═══ Available records ═══

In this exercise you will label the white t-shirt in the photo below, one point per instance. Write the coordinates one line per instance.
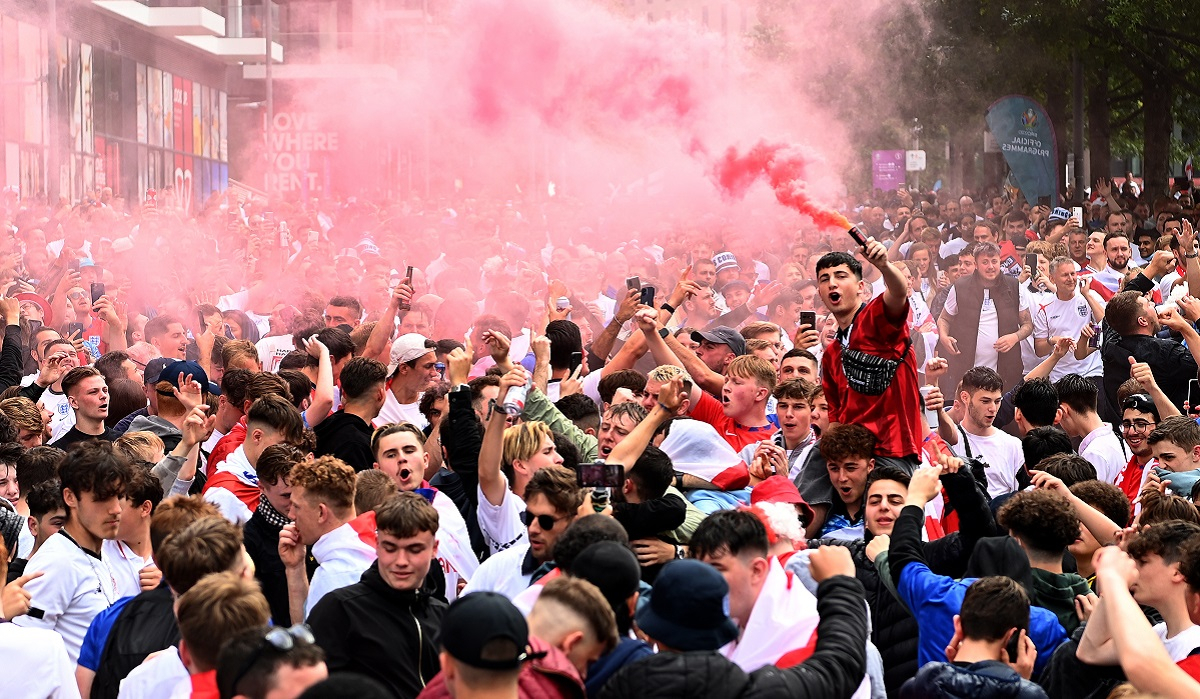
(1002, 452)
(985, 354)
(39, 662)
(502, 573)
(501, 524)
(76, 587)
(156, 677)
(1104, 450)
(395, 412)
(343, 556)
(125, 565)
(63, 417)
(1181, 644)
(273, 350)
(1067, 318)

═══

Render the data above as a two-column CSV with the columns "prompt" and "points" and one row for each labeling instruction. Put the instruction text and its full set of coordinates each in a single quoted field, turn line breaks into spaces, and leave the pictures out.

◆ The answer
prompt,points
"In this exercise you will label the white t-shirt in the photo below, one point per instance. Write the coordinates one line per instance.","(1002, 452) (985, 354) (39, 662) (502, 573) (501, 524) (76, 587) (156, 677) (1104, 450) (395, 412) (343, 556) (125, 565) (63, 417) (1181, 644) (273, 350) (1067, 318)"